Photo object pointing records
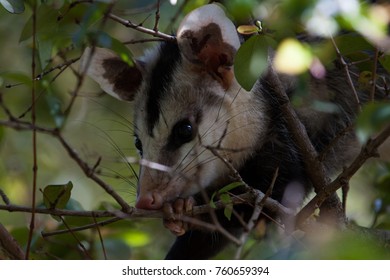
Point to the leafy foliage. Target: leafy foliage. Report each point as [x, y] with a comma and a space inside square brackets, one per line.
[84, 136]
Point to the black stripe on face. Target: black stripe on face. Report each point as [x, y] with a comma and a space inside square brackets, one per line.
[160, 80]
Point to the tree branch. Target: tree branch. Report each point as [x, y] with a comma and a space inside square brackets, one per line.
[314, 167]
[367, 151]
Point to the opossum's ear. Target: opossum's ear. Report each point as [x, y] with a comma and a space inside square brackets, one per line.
[114, 76]
[209, 40]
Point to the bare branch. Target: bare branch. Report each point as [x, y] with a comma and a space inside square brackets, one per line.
[314, 167]
[367, 151]
[9, 245]
[140, 28]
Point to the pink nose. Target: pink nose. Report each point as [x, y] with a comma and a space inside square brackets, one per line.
[149, 201]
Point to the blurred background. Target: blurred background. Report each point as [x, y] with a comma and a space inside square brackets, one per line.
[99, 128]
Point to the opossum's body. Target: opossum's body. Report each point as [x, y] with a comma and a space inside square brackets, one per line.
[188, 100]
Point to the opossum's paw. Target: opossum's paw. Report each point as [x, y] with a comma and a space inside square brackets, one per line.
[172, 213]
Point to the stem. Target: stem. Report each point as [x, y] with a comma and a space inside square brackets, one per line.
[34, 132]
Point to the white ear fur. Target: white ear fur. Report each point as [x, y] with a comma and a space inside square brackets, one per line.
[209, 40]
[205, 15]
[113, 75]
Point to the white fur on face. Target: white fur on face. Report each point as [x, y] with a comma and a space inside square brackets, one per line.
[230, 122]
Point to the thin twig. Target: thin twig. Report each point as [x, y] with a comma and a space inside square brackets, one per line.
[34, 132]
[140, 28]
[374, 75]
[367, 151]
[258, 208]
[346, 69]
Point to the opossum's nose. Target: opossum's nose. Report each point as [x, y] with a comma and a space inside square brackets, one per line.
[149, 201]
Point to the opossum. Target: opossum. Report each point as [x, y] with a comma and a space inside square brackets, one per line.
[188, 104]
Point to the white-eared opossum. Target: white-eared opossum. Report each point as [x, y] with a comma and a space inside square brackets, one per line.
[186, 99]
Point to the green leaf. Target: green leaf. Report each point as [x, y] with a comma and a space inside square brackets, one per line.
[13, 6]
[226, 199]
[46, 26]
[252, 60]
[223, 192]
[44, 50]
[372, 119]
[230, 187]
[57, 196]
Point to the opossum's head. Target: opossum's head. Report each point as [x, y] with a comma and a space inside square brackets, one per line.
[189, 113]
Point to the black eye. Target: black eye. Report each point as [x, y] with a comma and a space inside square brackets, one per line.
[138, 144]
[183, 132]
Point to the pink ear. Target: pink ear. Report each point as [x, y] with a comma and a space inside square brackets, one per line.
[114, 76]
[208, 39]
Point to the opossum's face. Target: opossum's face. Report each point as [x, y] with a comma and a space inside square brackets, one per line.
[190, 113]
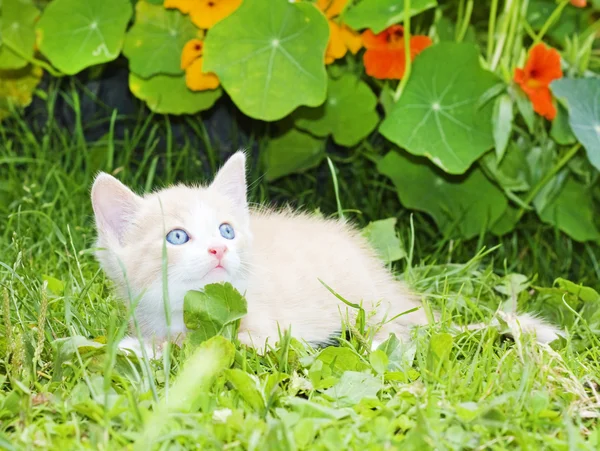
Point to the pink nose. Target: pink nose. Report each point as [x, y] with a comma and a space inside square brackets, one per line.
[217, 251]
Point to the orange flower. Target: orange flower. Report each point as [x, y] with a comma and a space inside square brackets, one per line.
[541, 68]
[205, 13]
[341, 37]
[191, 62]
[385, 56]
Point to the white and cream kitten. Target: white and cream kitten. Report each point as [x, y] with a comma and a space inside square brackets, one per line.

_Given request:_ Retype verbatim only the lines beginning with the line that contains "Point to the green" and ending with the last line of the listing above; pictures are to be excluded.

_Complete output:_
Point to the green leaf. Target: green leaf. Report each point as [x, y] with a comma and a space inside square brackets, one per line.
[13, 6]
[226, 199]
[46, 26]
[252, 60]
[223, 192]
[44, 50]
[372, 119]
[230, 187]
[57, 196]
Point to the opossum's head. Target: opossum's head. Report each point as [x, y] with a comma and a space inside square brackets, one per line.
[189, 113]
Point to the black eye. Target: black eye. Report each point as [x, y] with a comma and a space inside square brackets, one per line.
[138, 144]
[183, 132]
Point to the pink ear. Target: pink ear. Report each point as [x, y] with a comma and a space inside square brackets, one per line.
[114, 76]
[208, 39]
Point to the opossum's face. Target: opossum's face. Report each point as [x, y] with a comma and a space inside square brackets, one per line.
[190, 113]
Point to the pink nose. Target: pink nose. Report each point as [x, y] with a comma and a space inside square brackets, one per line.
[217, 251]
Point to the orange flower. Target: orange flower. Report each point as [x, y] with a comma and a space inside square brackets, one per line.
[541, 68]
[205, 13]
[341, 37]
[191, 62]
[385, 56]
Point to the white and cream kitten. Target: white and cream kitten. Report each point as [x, y] with a comma and a space inside square brackets, one per line.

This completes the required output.